[Location identification entries]
◇ ◇ ◇ ◇

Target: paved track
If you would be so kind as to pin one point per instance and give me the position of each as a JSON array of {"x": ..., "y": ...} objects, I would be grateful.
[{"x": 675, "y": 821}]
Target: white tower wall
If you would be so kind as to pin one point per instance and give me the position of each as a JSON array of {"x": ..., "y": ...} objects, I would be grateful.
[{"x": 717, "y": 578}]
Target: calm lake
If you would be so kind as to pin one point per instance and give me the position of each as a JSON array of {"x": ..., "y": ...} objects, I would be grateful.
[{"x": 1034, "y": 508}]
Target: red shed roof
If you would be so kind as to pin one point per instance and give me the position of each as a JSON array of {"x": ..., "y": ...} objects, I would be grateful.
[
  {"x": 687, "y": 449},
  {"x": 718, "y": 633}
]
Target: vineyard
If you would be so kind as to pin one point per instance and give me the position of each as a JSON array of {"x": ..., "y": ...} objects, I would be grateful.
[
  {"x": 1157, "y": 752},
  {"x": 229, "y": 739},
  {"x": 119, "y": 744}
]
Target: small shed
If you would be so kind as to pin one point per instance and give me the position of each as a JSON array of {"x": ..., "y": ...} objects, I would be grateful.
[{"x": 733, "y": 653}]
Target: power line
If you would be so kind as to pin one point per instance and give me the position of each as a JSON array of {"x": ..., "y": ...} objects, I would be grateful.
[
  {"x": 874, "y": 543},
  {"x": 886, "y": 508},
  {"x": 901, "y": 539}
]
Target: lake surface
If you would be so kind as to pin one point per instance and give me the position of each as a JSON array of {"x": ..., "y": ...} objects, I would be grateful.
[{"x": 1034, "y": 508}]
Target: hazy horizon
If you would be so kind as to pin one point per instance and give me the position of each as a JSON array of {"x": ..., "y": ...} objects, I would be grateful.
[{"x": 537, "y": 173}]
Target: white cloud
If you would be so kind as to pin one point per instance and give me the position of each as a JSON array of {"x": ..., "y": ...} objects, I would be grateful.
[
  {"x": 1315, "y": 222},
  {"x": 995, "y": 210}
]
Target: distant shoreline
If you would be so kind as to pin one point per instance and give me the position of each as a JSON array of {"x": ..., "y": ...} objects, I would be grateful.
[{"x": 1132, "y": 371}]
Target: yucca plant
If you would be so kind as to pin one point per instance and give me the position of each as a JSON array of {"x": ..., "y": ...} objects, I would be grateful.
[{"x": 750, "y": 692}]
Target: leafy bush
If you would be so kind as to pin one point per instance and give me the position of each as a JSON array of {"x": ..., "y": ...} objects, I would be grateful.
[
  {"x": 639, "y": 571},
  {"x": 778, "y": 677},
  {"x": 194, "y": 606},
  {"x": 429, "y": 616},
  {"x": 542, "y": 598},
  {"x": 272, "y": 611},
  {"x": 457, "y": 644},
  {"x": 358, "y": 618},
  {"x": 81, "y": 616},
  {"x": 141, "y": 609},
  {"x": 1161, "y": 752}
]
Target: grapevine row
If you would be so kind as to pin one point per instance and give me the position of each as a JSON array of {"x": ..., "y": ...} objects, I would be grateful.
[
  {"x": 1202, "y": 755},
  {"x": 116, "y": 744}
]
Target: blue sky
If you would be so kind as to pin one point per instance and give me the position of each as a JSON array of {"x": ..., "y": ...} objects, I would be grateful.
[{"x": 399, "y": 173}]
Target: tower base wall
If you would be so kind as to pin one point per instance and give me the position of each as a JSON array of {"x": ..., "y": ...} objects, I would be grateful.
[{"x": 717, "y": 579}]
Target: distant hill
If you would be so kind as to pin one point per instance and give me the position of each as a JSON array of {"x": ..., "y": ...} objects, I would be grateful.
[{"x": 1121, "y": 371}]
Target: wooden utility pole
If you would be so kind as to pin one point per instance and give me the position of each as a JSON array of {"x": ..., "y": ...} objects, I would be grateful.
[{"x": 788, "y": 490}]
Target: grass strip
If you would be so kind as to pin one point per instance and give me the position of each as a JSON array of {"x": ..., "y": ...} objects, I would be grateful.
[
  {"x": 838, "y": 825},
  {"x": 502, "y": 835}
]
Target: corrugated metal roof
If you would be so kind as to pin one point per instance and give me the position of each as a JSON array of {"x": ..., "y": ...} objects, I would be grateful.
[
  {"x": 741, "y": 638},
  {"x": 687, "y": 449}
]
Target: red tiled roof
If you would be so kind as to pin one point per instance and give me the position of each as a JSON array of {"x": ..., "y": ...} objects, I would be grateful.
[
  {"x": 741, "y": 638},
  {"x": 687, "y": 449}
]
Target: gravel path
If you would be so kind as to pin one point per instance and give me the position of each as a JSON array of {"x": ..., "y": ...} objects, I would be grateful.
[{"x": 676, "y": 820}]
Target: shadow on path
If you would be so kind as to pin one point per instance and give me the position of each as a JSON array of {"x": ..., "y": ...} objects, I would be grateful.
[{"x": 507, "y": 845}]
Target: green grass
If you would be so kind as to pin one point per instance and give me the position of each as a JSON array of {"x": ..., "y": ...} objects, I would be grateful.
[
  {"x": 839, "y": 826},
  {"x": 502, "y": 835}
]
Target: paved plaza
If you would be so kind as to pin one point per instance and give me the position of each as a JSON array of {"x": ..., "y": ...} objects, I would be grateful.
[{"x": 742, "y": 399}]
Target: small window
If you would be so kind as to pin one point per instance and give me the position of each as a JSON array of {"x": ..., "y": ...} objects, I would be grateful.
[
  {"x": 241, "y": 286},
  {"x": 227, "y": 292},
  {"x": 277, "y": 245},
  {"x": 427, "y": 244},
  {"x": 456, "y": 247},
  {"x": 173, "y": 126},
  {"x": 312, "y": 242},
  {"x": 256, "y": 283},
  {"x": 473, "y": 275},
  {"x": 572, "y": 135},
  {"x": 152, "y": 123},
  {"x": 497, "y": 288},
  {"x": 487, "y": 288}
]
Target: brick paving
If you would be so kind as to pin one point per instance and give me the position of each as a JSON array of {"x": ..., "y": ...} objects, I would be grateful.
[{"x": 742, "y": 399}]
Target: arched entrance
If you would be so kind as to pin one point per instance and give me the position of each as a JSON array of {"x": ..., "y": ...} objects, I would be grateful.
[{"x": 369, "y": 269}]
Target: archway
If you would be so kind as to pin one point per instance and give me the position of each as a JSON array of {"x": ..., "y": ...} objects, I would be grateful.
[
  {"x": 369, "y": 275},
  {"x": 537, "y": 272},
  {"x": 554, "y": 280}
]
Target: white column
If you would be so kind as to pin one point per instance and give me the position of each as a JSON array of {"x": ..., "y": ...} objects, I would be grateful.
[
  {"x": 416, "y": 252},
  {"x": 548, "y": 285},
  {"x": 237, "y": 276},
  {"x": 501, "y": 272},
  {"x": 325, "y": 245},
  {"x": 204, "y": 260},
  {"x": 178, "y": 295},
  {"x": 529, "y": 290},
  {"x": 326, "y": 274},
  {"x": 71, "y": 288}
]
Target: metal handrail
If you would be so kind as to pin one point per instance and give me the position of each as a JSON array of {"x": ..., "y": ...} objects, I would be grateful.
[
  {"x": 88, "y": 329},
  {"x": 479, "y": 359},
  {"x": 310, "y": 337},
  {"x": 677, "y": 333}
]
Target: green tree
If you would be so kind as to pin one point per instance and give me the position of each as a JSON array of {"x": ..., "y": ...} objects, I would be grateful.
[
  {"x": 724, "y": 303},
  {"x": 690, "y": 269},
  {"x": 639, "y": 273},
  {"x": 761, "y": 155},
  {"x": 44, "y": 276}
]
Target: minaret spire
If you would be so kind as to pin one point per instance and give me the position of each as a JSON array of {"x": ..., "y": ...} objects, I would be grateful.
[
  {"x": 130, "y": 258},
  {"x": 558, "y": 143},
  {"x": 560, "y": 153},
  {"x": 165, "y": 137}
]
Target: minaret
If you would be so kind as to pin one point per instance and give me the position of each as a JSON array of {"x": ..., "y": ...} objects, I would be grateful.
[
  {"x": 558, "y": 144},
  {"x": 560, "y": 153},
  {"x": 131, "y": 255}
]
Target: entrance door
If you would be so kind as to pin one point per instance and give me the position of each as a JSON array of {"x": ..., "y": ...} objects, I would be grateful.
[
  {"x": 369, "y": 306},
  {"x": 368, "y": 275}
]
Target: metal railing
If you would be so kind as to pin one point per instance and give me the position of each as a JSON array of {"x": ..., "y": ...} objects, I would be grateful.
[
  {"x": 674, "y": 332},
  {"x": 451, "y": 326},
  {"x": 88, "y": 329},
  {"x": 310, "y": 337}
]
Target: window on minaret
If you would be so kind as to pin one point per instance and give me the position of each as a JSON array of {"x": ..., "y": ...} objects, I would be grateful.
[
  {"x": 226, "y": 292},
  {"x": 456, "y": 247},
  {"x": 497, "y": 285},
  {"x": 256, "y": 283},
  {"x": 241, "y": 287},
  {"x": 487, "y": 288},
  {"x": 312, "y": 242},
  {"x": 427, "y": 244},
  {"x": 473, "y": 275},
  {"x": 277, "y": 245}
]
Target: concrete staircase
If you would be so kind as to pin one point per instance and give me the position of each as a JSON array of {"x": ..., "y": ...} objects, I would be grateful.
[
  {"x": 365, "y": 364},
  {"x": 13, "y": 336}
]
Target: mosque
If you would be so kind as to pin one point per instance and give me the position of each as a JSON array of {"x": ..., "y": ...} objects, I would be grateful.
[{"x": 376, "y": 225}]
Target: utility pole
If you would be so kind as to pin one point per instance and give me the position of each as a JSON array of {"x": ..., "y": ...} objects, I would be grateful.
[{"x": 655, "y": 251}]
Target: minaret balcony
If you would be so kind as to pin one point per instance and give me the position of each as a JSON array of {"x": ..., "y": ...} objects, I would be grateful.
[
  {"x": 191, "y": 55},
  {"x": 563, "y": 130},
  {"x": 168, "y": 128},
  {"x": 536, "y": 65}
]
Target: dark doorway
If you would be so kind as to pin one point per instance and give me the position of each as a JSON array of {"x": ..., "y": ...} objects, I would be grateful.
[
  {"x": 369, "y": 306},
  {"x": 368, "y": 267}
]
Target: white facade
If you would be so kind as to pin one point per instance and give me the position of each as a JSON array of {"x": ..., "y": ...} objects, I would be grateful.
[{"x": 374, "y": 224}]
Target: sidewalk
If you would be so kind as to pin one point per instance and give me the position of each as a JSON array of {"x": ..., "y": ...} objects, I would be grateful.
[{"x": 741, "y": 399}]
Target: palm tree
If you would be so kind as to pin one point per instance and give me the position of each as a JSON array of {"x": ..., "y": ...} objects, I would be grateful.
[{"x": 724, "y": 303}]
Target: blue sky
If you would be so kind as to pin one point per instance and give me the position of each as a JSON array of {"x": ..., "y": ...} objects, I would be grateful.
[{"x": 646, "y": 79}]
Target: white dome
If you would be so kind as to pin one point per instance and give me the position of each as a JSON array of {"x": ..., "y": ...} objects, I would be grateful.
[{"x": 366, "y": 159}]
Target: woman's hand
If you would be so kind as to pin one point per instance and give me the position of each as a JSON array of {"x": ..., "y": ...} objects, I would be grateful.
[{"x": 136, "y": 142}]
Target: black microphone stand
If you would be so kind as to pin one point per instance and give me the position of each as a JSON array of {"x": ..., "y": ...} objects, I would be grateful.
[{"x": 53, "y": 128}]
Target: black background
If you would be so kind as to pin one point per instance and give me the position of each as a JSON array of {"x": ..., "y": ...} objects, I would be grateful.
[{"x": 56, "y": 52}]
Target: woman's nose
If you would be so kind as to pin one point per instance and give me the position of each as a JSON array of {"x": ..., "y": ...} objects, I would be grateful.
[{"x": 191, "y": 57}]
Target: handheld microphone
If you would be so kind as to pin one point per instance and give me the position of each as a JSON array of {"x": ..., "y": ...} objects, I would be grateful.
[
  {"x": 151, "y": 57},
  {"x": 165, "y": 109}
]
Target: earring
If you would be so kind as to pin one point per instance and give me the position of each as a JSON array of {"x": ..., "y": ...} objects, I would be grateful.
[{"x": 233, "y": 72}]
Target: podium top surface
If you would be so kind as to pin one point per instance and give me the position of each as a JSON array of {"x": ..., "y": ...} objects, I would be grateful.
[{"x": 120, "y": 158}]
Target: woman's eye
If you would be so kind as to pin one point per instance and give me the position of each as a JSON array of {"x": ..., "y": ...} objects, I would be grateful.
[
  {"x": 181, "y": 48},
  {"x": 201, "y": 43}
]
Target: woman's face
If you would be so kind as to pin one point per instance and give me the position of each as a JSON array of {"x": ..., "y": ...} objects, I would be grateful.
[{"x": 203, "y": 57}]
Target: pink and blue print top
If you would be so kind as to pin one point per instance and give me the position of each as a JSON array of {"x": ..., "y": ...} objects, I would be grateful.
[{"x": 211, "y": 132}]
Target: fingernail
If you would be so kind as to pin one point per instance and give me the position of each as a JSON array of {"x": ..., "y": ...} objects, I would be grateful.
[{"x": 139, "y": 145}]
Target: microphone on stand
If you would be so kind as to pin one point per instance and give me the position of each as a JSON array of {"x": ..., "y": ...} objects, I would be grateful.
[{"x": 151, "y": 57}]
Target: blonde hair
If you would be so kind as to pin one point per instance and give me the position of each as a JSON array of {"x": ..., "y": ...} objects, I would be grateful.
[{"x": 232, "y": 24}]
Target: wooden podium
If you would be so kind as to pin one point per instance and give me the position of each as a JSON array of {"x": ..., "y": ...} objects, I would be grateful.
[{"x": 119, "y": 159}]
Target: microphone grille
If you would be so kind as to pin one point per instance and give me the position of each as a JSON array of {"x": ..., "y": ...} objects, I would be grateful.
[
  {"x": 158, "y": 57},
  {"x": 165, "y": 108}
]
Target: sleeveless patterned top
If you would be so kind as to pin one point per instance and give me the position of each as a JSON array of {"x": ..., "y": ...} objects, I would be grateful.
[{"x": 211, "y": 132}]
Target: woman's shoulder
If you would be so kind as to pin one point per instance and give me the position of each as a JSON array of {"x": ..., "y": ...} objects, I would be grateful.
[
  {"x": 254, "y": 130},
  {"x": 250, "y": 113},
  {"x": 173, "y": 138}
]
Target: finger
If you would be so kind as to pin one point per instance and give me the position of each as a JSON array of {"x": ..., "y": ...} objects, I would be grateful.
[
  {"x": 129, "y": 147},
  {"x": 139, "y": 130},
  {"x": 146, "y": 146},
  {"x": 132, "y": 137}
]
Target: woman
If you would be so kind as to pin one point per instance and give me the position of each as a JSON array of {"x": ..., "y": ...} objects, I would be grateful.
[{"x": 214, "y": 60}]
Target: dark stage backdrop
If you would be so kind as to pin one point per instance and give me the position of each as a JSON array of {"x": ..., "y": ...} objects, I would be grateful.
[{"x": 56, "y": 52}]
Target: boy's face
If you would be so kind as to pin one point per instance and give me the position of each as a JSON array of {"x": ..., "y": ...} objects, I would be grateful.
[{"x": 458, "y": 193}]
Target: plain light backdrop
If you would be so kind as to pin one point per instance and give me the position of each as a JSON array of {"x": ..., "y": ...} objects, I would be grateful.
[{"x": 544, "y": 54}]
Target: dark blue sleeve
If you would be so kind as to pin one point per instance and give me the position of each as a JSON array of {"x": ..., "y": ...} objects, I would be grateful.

◇ ◇ ◇ ◇

> **Exercise aim**
Write out exactly the lines starting with the one that holds "Target: woman's shoulder" and running through the last line above.

> **Solution**
Target: woman's shoulder
If you would be so kind as to pin one point per instance and give me the position of each as a JSON array of {"x": ..., "y": ...} objects, I would be grateful.
[
  {"x": 254, "y": 130},
  {"x": 250, "y": 113},
  {"x": 173, "y": 138}
]
Target: finger
If you would be so kind as to pin one point per instance and give me the position of each as a JSON array of {"x": ..., "y": ...} objects, I would be grateful.
[
  {"x": 129, "y": 147},
  {"x": 139, "y": 130},
  {"x": 146, "y": 146},
  {"x": 132, "y": 137}
]
Target: woman
If you would be so kind as to pin one point per instance and give me the position of each as a JSON array of {"x": ..., "y": ...} objects, I would be grateful.
[{"x": 214, "y": 60}]
Target: dark stage backdrop
If you would be so kind as to pin one point per instance and give me the position of each as a JSON array of {"x": ..., "y": ...} objects, I would be grateful.
[{"x": 56, "y": 52}]
Target: boy's face
If you would be so kind as to pin one point per instance and give me the position of each as a JSON array of {"x": ..., "y": ...} objects, I would be grateful.
[{"x": 458, "y": 193}]
Target: plain light backdrop
If you would be so kind as to pin one point per instance and give me the position of each as a JSON array of {"x": ..., "y": ...} objects, I would be grateful.
[{"x": 544, "y": 54}]
Target: dark blue sleeve
If you would be so kind as to pin one point per instance and give me the position of each as a JSON array of {"x": ..., "y": ...} objects, I would be grateful.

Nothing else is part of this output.